> _Records supplied_:
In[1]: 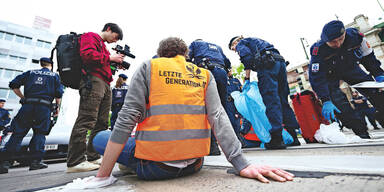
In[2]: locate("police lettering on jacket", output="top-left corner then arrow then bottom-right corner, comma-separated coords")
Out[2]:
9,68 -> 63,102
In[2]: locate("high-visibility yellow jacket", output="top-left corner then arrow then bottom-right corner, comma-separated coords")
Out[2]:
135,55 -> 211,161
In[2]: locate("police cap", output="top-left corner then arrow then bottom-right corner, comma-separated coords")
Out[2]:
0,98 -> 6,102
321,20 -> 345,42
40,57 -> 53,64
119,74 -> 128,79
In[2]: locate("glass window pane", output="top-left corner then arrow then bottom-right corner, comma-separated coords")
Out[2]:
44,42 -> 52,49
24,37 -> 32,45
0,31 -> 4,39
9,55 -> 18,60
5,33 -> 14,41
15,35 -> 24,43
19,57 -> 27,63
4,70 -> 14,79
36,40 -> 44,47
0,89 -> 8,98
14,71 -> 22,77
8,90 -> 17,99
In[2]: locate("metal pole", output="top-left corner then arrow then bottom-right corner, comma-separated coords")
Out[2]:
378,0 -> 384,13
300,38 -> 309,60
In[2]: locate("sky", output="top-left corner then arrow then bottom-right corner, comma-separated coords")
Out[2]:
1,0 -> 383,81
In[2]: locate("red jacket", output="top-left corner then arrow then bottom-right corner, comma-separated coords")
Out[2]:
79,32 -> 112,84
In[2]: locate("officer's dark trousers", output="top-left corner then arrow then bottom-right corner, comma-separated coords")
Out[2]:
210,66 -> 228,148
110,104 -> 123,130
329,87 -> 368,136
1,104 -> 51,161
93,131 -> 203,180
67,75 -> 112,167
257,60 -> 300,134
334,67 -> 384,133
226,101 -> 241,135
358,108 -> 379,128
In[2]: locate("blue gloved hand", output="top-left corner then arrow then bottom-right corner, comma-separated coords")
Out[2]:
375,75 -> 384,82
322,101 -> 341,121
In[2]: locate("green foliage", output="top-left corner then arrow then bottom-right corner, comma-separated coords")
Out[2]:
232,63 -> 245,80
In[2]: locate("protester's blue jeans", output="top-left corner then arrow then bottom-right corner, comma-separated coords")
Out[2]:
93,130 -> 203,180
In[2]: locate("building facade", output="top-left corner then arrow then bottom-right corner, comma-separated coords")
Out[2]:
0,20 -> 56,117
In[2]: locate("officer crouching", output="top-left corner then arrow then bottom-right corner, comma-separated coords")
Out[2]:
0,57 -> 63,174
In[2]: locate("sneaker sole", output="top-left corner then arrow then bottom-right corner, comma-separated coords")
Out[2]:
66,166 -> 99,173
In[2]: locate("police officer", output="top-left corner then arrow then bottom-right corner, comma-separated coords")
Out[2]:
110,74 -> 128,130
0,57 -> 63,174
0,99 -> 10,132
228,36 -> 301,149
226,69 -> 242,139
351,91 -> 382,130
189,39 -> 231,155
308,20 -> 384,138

> _Exercise description_:
Could you tally how many lines of the material above include the word "blue" and reply with only that count?

> _Exercise answer_:
2